[Условие задания]
Подсчитайте, сколько строк во фрагменте набора данных ниже содержат слово «wall», учитывая регистр букв. В ответе укажите только число.

[Фрагмент набора данных]
════════════════════

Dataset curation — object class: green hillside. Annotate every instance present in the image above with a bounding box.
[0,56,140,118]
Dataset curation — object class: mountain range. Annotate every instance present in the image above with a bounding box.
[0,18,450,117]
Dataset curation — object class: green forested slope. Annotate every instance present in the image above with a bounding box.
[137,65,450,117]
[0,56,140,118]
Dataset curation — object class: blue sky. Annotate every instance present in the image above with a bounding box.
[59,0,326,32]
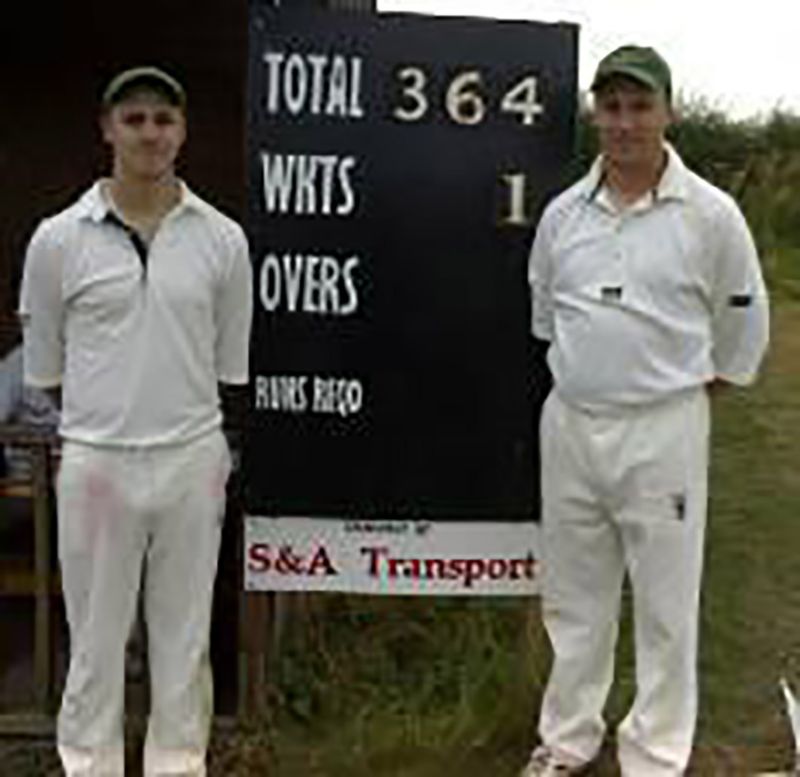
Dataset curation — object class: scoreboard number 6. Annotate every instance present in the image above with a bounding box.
[392,66,544,127]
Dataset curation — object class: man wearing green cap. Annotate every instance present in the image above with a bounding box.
[523,46,768,777]
[20,67,252,777]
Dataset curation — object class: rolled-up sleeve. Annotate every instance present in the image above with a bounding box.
[712,202,769,385]
[214,227,253,385]
[19,221,64,388]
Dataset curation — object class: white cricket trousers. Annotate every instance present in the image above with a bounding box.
[57,430,230,777]
[539,388,709,777]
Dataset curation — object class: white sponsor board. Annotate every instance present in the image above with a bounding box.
[244,517,539,596]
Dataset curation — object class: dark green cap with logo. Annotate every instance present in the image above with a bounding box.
[591,46,672,102]
[102,65,186,108]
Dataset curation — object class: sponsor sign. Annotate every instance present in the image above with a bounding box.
[244,517,539,596]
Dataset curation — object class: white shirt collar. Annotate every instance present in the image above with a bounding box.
[583,143,689,208]
[77,179,206,223]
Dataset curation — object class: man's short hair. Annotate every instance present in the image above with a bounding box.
[101,65,186,111]
[591,45,672,103]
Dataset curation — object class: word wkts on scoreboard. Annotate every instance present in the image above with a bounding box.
[245,3,577,520]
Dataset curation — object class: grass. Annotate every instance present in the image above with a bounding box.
[248,288,800,777]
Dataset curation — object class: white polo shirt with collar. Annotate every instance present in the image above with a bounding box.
[529,146,769,409]
[20,182,252,446]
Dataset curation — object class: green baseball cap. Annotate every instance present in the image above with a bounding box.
[591,46,672,100]
[102,65,186,109]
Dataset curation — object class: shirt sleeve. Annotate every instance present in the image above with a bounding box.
[528,210,554,341]
[214,226,253,385]
[712,203,769,386]
[19,222,64,388]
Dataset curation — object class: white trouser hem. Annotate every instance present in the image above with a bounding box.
[58,744,125,777]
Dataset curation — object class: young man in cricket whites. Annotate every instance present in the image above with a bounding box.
[523,46,768,777]
[20,67,252,777]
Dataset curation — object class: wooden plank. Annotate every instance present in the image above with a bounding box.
[31,445,53,712]
[238,591,272,721]
[0,712,56,738]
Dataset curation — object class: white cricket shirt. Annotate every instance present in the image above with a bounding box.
[529,147,769,408]
[20,182,252,446]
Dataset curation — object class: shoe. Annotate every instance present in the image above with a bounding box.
[519,745,586,777]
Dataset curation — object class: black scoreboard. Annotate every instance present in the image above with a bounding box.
[244,3,577,520]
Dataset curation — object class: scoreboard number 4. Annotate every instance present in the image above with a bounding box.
[392,66,544,127]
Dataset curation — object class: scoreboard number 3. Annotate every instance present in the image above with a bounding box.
[392,66,544,127]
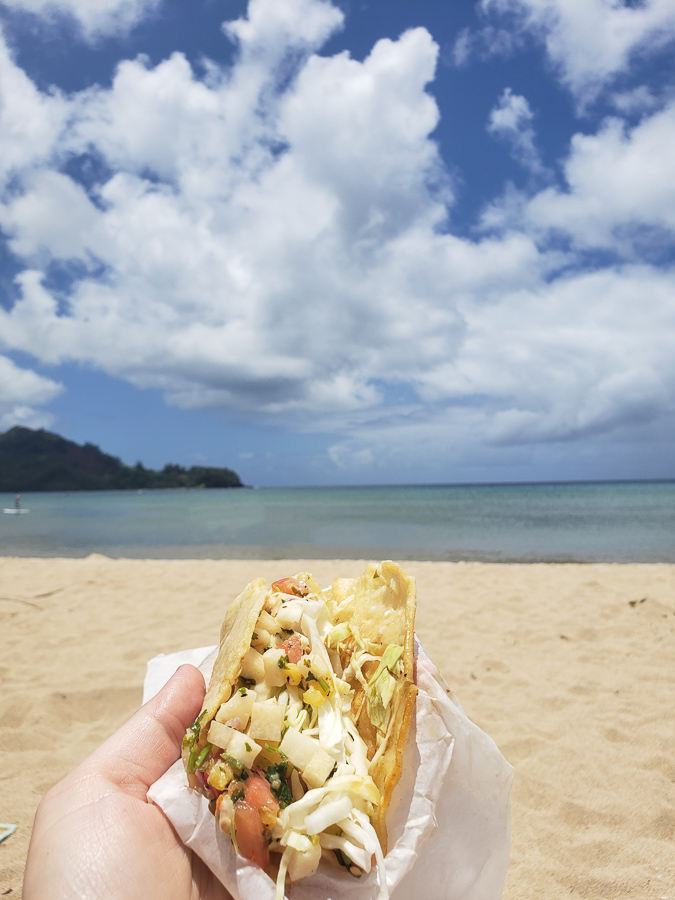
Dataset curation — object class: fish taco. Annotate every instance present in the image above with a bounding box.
[182,561,417,900]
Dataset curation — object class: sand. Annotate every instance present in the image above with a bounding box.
[0,556,675,900]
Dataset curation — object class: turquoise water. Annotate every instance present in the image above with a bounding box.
[0,482,675,562]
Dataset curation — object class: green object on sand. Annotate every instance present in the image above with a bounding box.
[0,822,19,844]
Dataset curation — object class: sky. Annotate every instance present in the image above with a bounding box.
[0,0,675,486]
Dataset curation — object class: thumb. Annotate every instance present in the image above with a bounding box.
[83,665,205,798]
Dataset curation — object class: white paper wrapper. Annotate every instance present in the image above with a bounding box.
[143,641,513,900]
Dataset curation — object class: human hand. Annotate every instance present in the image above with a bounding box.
[23,666,231,900]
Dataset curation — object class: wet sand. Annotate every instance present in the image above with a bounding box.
[0,556,675,900]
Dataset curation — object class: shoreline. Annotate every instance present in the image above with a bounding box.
[0,560,675,900]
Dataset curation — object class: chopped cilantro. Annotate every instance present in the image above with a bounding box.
[265,762,293,809]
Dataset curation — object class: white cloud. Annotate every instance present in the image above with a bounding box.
[488,88,545,175]
[0,356,63,431]
[525,101,675,253]
[0,0,675,469]
[480,0,675,103]
[0,0,162,40]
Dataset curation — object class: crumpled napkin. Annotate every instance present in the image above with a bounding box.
[143,640,513,900]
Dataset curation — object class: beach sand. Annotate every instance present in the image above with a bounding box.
[0,556,675,900]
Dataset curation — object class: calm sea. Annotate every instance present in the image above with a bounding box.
[0,481,675,562]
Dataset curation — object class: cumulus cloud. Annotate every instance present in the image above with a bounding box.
[488,88,545,175]
[525,101,675,254]
[0,0,162,40]
[0,0,675,469]
[0,356,63,431]
[480,0,675,103]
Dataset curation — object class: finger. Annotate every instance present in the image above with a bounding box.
[84,665,205,796]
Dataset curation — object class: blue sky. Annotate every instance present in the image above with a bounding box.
[0,0,675,485]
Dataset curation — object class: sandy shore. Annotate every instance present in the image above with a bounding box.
[0,556,675,900]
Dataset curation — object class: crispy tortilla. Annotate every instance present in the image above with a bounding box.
[183,561,417,854]
[332,560,417,853]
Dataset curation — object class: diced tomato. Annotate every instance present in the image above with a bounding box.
[244,770,279,814]
[272,578,309,597]
[281,634,302,663]
[234,800,270,869]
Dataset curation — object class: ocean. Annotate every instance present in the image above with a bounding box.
[0,481,675,562]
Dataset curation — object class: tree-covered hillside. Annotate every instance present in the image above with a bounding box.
[0,426,243,492]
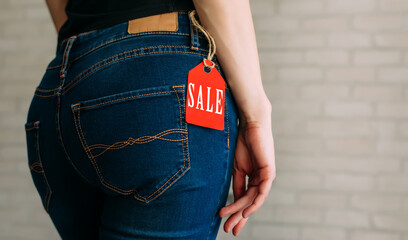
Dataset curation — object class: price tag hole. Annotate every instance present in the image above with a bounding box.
[204,66,211,73]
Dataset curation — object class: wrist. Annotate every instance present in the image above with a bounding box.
[238,96,272,124]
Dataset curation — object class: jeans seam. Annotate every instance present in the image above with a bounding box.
[26,121,52,213]
[88,128,186,158]
[52,31,189,70]
[76,90,180,110]
[62,46,205,95]
[72,85,190,203]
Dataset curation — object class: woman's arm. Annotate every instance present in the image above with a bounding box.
[45,0,68,33]
[193,0,276,235]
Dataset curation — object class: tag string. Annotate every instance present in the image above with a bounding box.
[189,10,216,68]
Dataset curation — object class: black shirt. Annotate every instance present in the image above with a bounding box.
[58,0,194,45]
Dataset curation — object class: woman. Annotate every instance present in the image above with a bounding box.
[25,0,275,239]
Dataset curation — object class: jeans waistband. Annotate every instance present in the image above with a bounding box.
[53,11,203,77]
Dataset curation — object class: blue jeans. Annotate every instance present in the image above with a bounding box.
[25,12,238,240]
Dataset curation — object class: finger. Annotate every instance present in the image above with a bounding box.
[224,211,242,232]
[232,166,246,201]
[232,218,248,236]
[242,176,272,218]
[220,188,257,217]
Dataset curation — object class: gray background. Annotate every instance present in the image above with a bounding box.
[0,0,408,240]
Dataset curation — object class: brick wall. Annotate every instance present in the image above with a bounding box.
[0,0,408,240]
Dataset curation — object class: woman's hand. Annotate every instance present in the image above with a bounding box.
[219,102,276,236]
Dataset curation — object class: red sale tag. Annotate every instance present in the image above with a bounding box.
[186,59,225,130]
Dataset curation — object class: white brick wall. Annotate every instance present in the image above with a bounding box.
[0,0,408,240]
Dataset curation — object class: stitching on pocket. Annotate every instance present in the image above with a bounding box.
[72,85,190,203]
[88,128,186,158]
[134,86,190,202]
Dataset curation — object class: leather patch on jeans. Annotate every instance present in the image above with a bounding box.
[128,12,178,33]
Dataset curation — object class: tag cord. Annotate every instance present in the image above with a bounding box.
[189,10,216,68]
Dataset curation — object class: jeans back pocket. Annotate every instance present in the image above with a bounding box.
[71,85,190,203]
[25,121,52,213]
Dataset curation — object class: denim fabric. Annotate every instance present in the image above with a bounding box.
[25,12,238,240]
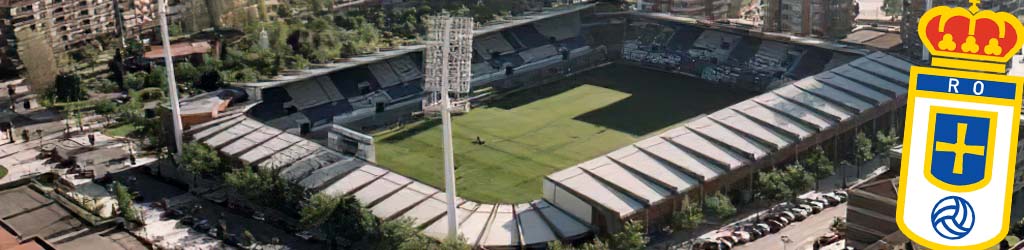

════════════════════

[Ответ ниже]
2